→ **Verilen Metin**:
++++++++++++++++++++

Mlliyet Milliyet Blog Milliyet Blog
 
Facebook Connect
Blog Kategorileri
 

07 Ekim '11

 
Kategori
Güncel
 

Yeni Anayasa üzerine... 1

Yeni Anayasa üzerine... 1
 

Yeni Anayasa, ama neden ???


Anayasalar toplumsal sözleşmelerdir. Kaba tabiri ile yasaların anası değil, bilakis toplumsal bütünlüğün, toplumsal anlaşmanın ve nihayet toplumsal asgari müştereklerin maddeler halinde belirtilerek, bu sosyal sözleşme temel alınarak toplumun yönetilmesi, yönlendirilmesidir.

Bir sermaye şirketinin kuruluş aşamasındaki en önemli evresi şirket ana sözleşmesinin taraflarca hazırlanmasıdır. Daha maddi olarak Anayasayı da bu şekilde mikro düzeyde değerlendirdiğimizde; basitten, karmaşığa  doğru bu ana sözleşmede neler olması gerektiği ve yer alması zorunlu bazı kriterleri ve isteğe bağlı olarak da yan istekleri görebiliriz. Şirket ana sözleşmelerinin vazgeçilmez ve olmazsa olmaz maddeleri vardır ve bunlar o sözleşmede bulunmak zorundadır. Nedir bunlar?

En başta şirketin ünvanı ve şirketin biçimi, anonim mi? Limited mi? Vs. , daha sonra şirket merkezinin yeri , yani adresi, yine devamla şirketin sermayesi ve sermaye pay durumları ve bu sermayenin ödenme biçimi, şirketin amaç ve konuları, yani kurulan bu şirket ne yapacak, neleri yapabilecek, hangi alanlarda faaliyet gösterecek, daha sonra bu faaliyetlerini yapabilmek için hangi yetkileri olacak ve bunları kullanacak kişilerin seçimi ve yıl sonunda elde edilecek kazancın ne şekilde dağıtılacağı gibi konular ana sözleşmede yer alır. Anayasalar da bunlardan farklı değildir.

++++++++++++++++++++

(Görsel nokta işaretleme kayıtları)
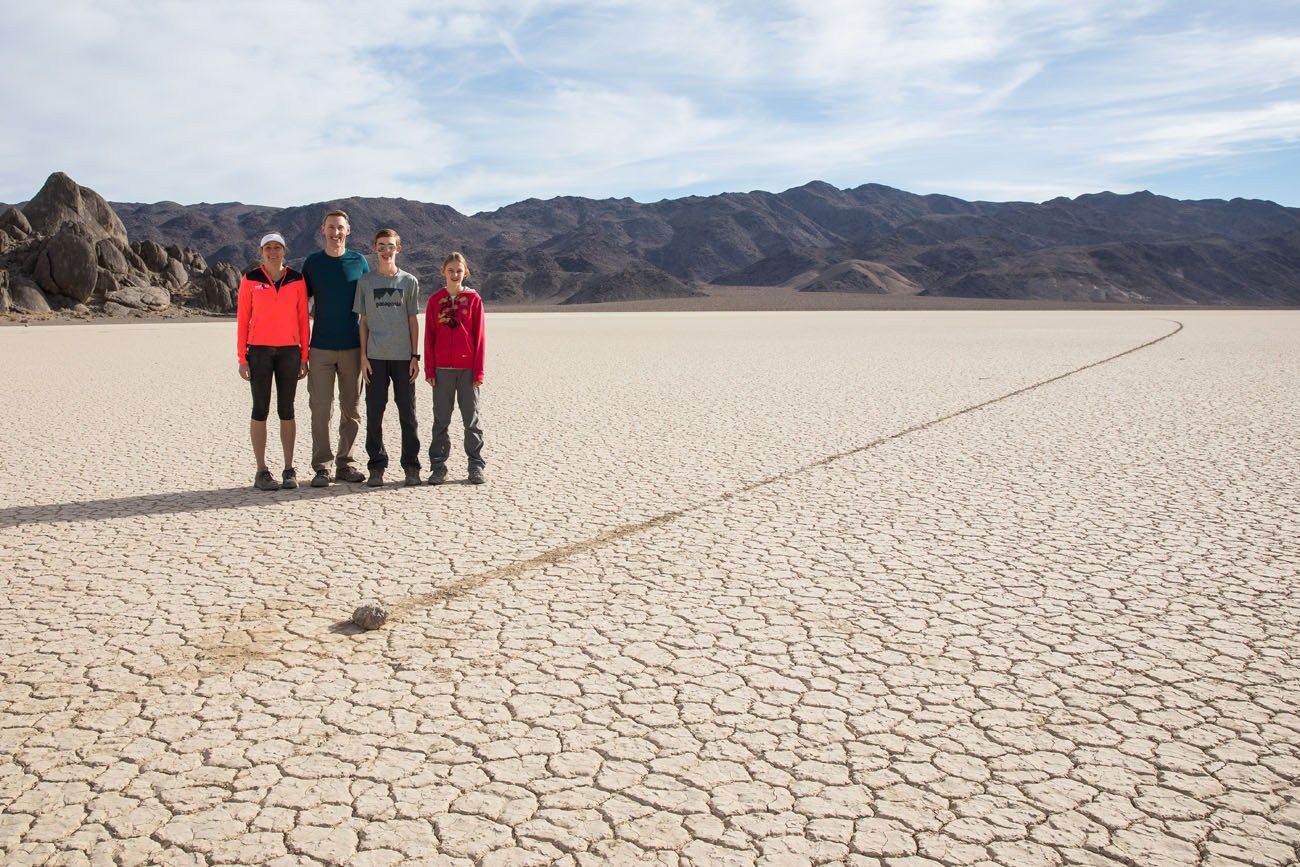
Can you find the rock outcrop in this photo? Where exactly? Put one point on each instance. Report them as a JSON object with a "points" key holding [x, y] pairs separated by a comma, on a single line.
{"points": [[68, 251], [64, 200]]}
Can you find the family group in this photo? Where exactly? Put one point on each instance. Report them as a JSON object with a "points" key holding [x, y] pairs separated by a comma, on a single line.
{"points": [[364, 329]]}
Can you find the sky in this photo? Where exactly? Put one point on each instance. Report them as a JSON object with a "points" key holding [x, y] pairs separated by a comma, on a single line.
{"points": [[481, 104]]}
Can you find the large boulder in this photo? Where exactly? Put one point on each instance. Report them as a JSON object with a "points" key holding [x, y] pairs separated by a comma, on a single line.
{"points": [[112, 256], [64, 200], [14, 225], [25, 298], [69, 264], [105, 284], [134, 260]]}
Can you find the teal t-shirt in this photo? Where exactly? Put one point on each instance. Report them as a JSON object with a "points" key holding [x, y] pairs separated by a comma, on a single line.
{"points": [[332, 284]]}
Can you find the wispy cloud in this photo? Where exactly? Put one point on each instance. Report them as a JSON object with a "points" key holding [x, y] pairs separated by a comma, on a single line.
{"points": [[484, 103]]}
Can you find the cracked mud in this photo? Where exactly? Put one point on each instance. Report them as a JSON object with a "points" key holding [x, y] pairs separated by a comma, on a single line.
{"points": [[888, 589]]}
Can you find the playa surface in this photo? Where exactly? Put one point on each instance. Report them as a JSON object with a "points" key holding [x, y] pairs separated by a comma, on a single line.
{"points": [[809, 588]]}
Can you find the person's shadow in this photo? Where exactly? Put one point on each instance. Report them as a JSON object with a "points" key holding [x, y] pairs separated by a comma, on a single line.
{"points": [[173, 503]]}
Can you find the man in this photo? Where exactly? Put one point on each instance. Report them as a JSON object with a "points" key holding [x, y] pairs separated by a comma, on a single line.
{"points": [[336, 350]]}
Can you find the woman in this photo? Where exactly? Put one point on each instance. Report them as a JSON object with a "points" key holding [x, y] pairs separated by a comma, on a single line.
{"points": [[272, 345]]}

++++++++++++++++++++

→ **Görev Tanımı**:
Yeni anayasa üzerine yazının devamını, son cümlenin ardından başlayarak yazar mısın?

→ **Sorunun Yanıtı**:
1982 Anayasası halk oyuna sunulmuş ve % 92 gibi bir oy çoğunluğu ile kabul edilmiş bir anayasadır. 1982 Anayasasına oy veren halk, komşu ülkelerden gelip de oy kullanmamış, bilakis bu ülke insanı oy kullanmıştır. Diğer bir konu Askeri bir dönemde oylanması ve oy kullanıldığı esnada her sandığın başında dipçik zoru ile kullanılmış oyların toplamı da değildir. Mesela ben kendi hür irademle o anayasaya HAYIR demiş bir kişiyim. Yürürlüğe girdiği o günden bu tarafa da 116 maddesi günün şartlarına göre, gerek uzlaşarak, gerekse de referandum yolu ile değişmiş ve ilk hali ile bir ilgisi hemen hemen kalmamış bir anayasadır. Burada asıl amaç özellikle değişmeyen ve değiştirilmesi teklif dahi edilemeyen maddelerin değişmesi ise, kusura bakmayın ama Türk Milleti kendi ayağına kurşun sıkacak kadar da aptal değildir.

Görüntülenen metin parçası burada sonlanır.